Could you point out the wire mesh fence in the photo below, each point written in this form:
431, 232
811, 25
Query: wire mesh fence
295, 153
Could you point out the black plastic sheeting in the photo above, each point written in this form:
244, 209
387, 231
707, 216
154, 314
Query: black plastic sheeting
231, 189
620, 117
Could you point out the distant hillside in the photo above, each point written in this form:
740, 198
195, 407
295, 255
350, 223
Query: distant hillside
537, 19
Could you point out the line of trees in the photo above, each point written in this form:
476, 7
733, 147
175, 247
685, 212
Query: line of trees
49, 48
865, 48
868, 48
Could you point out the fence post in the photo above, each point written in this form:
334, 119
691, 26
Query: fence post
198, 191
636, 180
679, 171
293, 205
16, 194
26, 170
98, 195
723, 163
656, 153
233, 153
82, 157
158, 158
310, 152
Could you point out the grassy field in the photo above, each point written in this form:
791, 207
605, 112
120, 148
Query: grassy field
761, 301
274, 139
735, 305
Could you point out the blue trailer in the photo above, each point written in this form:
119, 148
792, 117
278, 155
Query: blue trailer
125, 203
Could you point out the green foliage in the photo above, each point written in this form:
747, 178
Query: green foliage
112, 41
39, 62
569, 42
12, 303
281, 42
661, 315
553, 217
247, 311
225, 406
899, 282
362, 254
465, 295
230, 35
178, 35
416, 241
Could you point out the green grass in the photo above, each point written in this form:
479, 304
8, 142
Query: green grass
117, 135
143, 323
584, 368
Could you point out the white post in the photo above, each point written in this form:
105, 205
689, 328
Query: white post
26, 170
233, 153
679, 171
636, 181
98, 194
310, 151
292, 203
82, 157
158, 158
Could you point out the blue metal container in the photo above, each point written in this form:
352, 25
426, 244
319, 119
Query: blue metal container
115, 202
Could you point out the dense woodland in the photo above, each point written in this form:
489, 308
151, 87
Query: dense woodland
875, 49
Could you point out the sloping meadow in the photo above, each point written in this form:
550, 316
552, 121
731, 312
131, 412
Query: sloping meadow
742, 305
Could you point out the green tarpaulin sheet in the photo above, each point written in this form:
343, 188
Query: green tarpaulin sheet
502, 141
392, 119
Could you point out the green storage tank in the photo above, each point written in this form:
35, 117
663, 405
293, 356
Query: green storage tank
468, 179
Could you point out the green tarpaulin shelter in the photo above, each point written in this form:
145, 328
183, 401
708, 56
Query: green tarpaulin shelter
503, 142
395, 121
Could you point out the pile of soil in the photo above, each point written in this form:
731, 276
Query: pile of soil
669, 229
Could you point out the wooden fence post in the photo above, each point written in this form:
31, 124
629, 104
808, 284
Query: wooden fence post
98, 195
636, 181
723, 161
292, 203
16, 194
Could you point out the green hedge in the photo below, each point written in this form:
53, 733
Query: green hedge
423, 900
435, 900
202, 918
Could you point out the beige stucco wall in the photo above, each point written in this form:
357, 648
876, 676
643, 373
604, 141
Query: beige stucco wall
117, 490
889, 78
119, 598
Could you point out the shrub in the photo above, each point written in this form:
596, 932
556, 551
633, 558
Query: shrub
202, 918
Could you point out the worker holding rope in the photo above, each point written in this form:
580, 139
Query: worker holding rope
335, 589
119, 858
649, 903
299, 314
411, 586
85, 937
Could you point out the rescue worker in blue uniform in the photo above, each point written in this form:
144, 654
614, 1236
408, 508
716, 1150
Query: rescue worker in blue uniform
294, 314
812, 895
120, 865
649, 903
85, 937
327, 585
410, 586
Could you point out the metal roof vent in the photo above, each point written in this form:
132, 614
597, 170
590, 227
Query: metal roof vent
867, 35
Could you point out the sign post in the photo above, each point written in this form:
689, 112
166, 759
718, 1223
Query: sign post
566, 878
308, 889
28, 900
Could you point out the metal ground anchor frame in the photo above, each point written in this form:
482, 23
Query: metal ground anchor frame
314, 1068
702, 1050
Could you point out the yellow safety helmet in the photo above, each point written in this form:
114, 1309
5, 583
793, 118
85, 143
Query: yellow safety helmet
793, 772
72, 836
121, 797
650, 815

----

Reproduce all of the rows above word for word, with no changes.

Could you point out the wire mesh fence in the photo below, each point written in this form:
431, 232
811, 25
Query: wire mesh fence
295, 153
Could you point out the black plastic sheeting in the photo above, each point written in this form:
244, 209
387, 231
707, 216
154, 314
Query: black plastic sheeting
231, 189
620, 117
Could you point out the distant hillside in the photo above, each point written in this form:
740, 198
195, 407
295, 255
350, 223
Query: distant hillside
537, 19
Could you point out the line of trees in the photo above, each point written in this form:
476, 7
733, 147
175, 247
685, 212
Query: line of trees
49, 48
865, 48
868, 48
Could you point out the fence post in the photo above, each point written in this form:
334, 119
691, 26
Query: fence post
198, 191
636, 180
679, 171
293, 205
16, 194
26, 170
98, 195
723, 163
656, 153
233, 153
82, 157
158, 158
310, 152
Could you point out the grassy field in the photo above, each point written in this form:
791, 207
605, 112
120, 148
Query: grassy field
761, 301
274, 139
735, 305
Could you point out the blue trailer in the photo above, each point written in this form:
119, 148
792, 117
278, 155
Query: blue trailer
125, 203
Could you point out the green foliage in the photo above, each point written in this form:
747, 178
Query: green foliage
112, 41
39, 62
569, 42
12, 303
281, 42
661, 315
553, 217
247, 311
225, 406
899, 282
362, 254
465, 295
230, 35
178, 35
416, 241
Could you point out the green grass in the photo above, each point written in this form:
479, 304
8, 142
Query: green grass
117, 135
143, 323
584, 368
Could you point out the white post in the photo above, each point written in this form:
105, 205
689, 328
Query: white post
26, 170
233, 153
679, 171
636, 181
98, 194
310, 151
292, 203
82, 157
158, 158
Could you point out the blue metal container in the photo above, each point written in this form:
352, 25
426, 244
319, 119
Query: blue metal container
115, 202
Could you point out the dense woodland in the photo above, each point written in this form:
489, 308
151, 87
Query: dense woodland
875, 49
Could you point out the sloping meadow in the photo above, each point written in this form:
550, 316
552, 121
731, 312
131, 412
Query: sloping meadow
742, 305
Could you point out the green tarpaulin sheet in the photo above, each point written in this form:
343, 188
Query: green tarpaulin sheet
502, 141
392, 119
Could you point out the green storage tank in the photo above, each point written in this form:
35, 117
663, 405
293, 356
Query: green storage tank
468, 179
Could you point out the green tarpaulin shelter in the photo above, each point written in this form:
145, 328
183, 401
708, 56
Query: green tarpaulin shelter
503, 142
395, 121
Could you point out the pile of soil in the photo above, each point written in this form:
731, 276
Query: pile of soil
669, 229
Could you point out the wooden fence post in the photo above, each point written in this form:
31, 124
629, 104
808, 284
Query: wooden fence post
98, 195
636, 181
723, 161
292, 203
16, 194
Could you point out the green hedge in the photo below, each point written in this form:
53, 733
Query: green hedge
423, 900
435, 900
202, 918
Could you point out the beige stucco wall in the photo above, each point written in this form:
357, 648
876, 676
643, 373
604, 141
Query: beige stucco wall
117, 490
889, 78
119, 598
Could you point out the shrub in the photo above, each point written in this form:
596, 932
556, 551
633, 558
Query: shrub
202, 918
Could you point out the worker holding rope in the photo above, each point written in this form:
580, 139
Query: worker holding rope
335, 589
119, 858
649, 903
299, 314
411, 586
85, 937
Could you point out the rescue worker in blue uniform in the photo above, each point written in this form:
144, 654
614, 1236
408, 508
716, 1150
Query: rescue worker in blue uniform
294, 314
812, 895
120, 865
649, 903
85, 937
327, 585
410, 586
Could you point out the metal roof vent in the photo above, each point written in this form:
132, 614
597, 170
590, 227
Query: metal roof vent
867, 35
Could you point out the sign post in the photo above, each point written in this form:
689, 112
166, 759
718, 1223
Query: sign post
566, 878
308, 889
28, 900
Could you point out the metal ground anchor frame in the photo above, each point written in this form:
482, 23
Query: metal ground anchor frame
314, 1068
702, 1050
Could you point out the yellow safety helmet in the photo above, each point written in this form:
114, 1309
5, 583
793, 118
85, 143
Query: yellow safety helmet
793, 772
72, 836
121, 797
650, 815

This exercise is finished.